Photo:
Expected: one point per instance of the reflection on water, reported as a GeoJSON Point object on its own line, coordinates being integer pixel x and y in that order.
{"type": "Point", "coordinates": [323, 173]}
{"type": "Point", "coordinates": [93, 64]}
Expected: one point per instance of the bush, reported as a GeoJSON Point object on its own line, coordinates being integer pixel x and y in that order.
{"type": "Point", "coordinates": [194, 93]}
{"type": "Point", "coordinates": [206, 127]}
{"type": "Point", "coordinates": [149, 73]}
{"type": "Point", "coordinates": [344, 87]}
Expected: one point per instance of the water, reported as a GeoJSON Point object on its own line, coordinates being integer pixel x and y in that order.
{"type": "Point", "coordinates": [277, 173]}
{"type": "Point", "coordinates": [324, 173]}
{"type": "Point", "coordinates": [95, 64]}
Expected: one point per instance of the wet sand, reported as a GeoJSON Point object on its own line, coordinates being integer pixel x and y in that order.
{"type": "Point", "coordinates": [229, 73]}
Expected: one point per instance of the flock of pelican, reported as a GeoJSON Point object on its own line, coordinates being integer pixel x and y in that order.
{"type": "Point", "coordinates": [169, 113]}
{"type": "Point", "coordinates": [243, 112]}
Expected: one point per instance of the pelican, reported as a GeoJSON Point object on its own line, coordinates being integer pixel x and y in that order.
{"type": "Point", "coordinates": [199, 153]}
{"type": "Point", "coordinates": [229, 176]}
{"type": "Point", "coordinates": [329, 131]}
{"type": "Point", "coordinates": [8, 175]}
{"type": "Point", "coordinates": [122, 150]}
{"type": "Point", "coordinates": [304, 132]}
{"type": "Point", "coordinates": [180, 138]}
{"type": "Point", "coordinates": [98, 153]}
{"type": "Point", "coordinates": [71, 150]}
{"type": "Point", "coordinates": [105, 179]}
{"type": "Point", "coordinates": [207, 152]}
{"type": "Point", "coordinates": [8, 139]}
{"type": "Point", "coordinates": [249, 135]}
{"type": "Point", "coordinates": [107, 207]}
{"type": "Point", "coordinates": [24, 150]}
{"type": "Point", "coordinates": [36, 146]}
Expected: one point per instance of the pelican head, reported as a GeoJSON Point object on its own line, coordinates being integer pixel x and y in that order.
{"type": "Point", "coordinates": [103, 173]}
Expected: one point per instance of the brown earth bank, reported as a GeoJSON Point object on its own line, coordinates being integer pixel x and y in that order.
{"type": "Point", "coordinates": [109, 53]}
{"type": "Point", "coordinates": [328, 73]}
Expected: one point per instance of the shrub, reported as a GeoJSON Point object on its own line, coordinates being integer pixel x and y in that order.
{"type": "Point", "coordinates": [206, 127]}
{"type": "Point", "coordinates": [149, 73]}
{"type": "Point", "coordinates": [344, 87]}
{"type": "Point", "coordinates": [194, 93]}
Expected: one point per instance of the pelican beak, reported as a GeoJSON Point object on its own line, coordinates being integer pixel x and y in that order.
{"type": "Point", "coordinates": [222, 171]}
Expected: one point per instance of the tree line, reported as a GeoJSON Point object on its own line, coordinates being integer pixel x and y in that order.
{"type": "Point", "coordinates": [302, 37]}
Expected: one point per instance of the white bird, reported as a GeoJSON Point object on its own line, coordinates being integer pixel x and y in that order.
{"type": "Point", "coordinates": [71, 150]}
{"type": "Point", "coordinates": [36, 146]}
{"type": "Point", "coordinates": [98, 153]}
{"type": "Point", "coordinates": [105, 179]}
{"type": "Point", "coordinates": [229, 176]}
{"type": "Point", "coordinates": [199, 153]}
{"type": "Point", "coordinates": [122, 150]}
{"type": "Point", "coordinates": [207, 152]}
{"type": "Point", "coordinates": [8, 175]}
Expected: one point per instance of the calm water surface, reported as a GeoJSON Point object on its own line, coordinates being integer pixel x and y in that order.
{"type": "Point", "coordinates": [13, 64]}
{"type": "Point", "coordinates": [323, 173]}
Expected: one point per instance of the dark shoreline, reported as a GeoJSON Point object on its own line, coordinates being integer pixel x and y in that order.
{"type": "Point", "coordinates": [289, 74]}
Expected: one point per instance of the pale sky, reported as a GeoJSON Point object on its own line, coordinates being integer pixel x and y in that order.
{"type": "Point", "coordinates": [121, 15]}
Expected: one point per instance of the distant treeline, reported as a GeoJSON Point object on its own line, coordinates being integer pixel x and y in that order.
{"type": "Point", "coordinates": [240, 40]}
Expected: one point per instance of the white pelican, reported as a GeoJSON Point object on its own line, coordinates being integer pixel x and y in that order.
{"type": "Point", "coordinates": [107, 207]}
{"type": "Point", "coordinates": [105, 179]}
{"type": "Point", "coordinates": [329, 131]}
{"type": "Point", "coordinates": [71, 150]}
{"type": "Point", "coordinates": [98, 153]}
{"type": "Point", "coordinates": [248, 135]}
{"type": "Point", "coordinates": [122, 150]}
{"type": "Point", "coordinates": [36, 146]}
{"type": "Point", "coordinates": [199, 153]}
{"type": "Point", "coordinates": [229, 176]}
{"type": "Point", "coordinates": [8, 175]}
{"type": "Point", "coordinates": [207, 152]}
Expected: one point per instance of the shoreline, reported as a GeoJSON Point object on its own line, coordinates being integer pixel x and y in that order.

##########

EXERCISE: The full listing, retyped exactly, is the expected answer.

TASK ANSWER:
Photo:
Expected: one point per instance of the reflection on water, reported as a GeoJSON Point object on its own line, coordinates being integer pixel x and y in that order.
{"type": "Point", "coordinates": [323, 173]}
{"type": "Point", "coordinates": [93, 64]}
Expected: one point per instance of the bush, reported as a GeoJSON Point object on its own line, coordinates being integer pixel x and y in that order.
{"type": "Point", "coordinates": [194, 93]}
{"type": "Point", "coordinates": [206, 127]}
{"type": "Point", "coordinates": [149, 73]}
{"type": "Point", "coordinates": [344, 87]}
Expected: one point per instance of the water, reported as a GeoJSON Point object on its own line, coordinates being integer pixel x and y in that order.
{"type": "Point", "coordinates": [277, 173]}
{"type": "Point", "coordinates": [324, 173]}
{"type": "Point", "coordinates": [95, 64]}
Expected: one point per instance of the wet sand, reported as a GeoJSON Point object on its own line, coordinates being integer pixel x and y in that order.
{"type": "Point", "coordinates": [229, 73]}
Expected: one point per instance of the flock of pelican, reported as a GeoJSON Point object on its own line, coordinates being integer pixel x and y in that order.
{"type": "Point", "coordinates": [169, 113]}
{"type": "Point", "coordinates": [243, 112]}
Expected: one point per instance of the pelican, reported as a GeoJSON Point object on its own line, coordinates being integer pixel x and y in that order.
{"type": "Point", "coordinates": [199, 153]}
{"type": "Point", "coordinates": [229, 176]}
{"type": "Point", "coordinates": [329, 131]}
{"type": "Point", "coordinates": [8, 175]}
{"type": "Point", "coordinates": [122, 150]}
{"type": "Point", "coordinates": [304, 132]}
{"type": "Point", "coordinates": [180, 138]}
{"type": "Point", "coordinates": [98, 153]}
{"type": "Point", "coordinates": [71, 150]}
{"type": "Point", "coordinates": [105, 179]}
{"type": "Point", "coordinates": [207, 152]}
{"type": "Point", "coordinates": [8, 139]}
{"type": "Point", "coordinates": [249, 135]}
{"type": "Point", "coordinates": [107, 207]}
{"type": "Point", "coordinates": [24, 150]}
{"type": "Point", "coordinates": [36, 146]}
Expected: one point per instance of the pelican head, reported as a GeoJSON Point object on its own line, coordinates being integer pixel x and y in that order.
{"type": "Point", "coordinates": [103, 173]}
Expected: one point per instance of the brown earth bank, reported as a GeoJSON Point object on its own line, coordinates being integer pixel x and y in that order.
{"type": "Point", "coordinates": [109, 53]}
{"type": "Point", "coordinates": [328, 73]}
Expected: one point per instance of the shrub, reported as a GeoJSON Point object on its own line, coordinates being integer pixel x and y in that order.
{"type": "Point", "coordinates": [206, 127]}
{"type": "Point", "coordinates": [149, 73]}
{"type": "Point", "coordinates": [344, 87]}
{"type": "Point", "coordinates": [194, 93]}
Expected: one point per instance of the pelican beak, reported as a GeoJSON Point object on its own line, coordinates being integer pixel x and y in that order.
{"type": "Point", "coordinates": [222, 171]}
Expected: one point per instance of the tree line, reported as a GeoJSON Point object on its own line, coordinates being integer pixel x and y in that order.
{"type": "Point", "coordinates": [302, 37]}
Expected: one point per instance of the white bird, reported as a GeoJSON Point object on its own line, coordinates being integer pixel x and y in that order.
{"type": "Point", "coordinates": [71, 150]}
{"type": "Point", "coordinates": [36, 146]}
{"type": "Point", "coordinates": [98, 153]}
{"type": "Point", "coordinates": [105, 179]}
{"type": "Point", "coordinates": [229, 176]}
{"type": "Point", "coordinates": [199, 153]}
{"type": "Point", "coordinates": [122, 150]}
{"type": "Point", "coordinates": [207, 152]}
{"type": "Point", "coordinates": [8, 175]}
Expected: one point per instance of the calm water surface, reported as a GeoJSON Point object on its own line, coordinates being integer pixel x and y in that order.
{"type": "Point", "coordinates": [13, 64]}
{"type": "Point", "coordinates": [323, 173]}
Expected: one point per instance of the dark shoreline, reported as a GeoJSON Point object on its own line, coordinates being integer pixel x and y in that order.
{"type": "Point", "coordinates": [289, 74]}
Expected: one point per instance of the pale sky, reported as a GeoJSON Point object on its own line, coordinates being integer pixel x and y in that order.
{"type": "Point", "coordinates": [121, 15]}
Expected: one point per instance of the distant treeline, reported as a GeoJSON Point object on its own line, coordinates being integer pixel x and y in that order.
{"type": "Point", "coordinates": [240, 40]}
Expected: one point per instance of the white pelican, reported as a GeoJSON Point object on its own line, coordinates being integer pixel x and y in that order.
{"type": "Point", "coordinates": [107, 207]}
{"type": "Point", "coordinates": [105, 179]}
{"type": "Point", "coordinates": [329, 131]}
{"type": "Point", "coordinates": [71, 150]}
{"type": "Point", "coordinates": [98, 153]}
{"type": "Point", "coordinates": [248, 135]}
{"type": "Point", "coordinates": [122, 150]}
{"type": "Point", "coordinates": [36, 146]}
{"type": "Point", "coordinates": [199, 153]}
{"type": "Point", "coordinates": [229, 176]}
{"type": "Point", "coordinates": [8, 175]}
{"type": "Point", "coordinates": [207, 152]}
Expected: one point per instance of the shoreline, reported as a GeoJSON Point object on its own line, coordinates being integer pixel x and y in that order.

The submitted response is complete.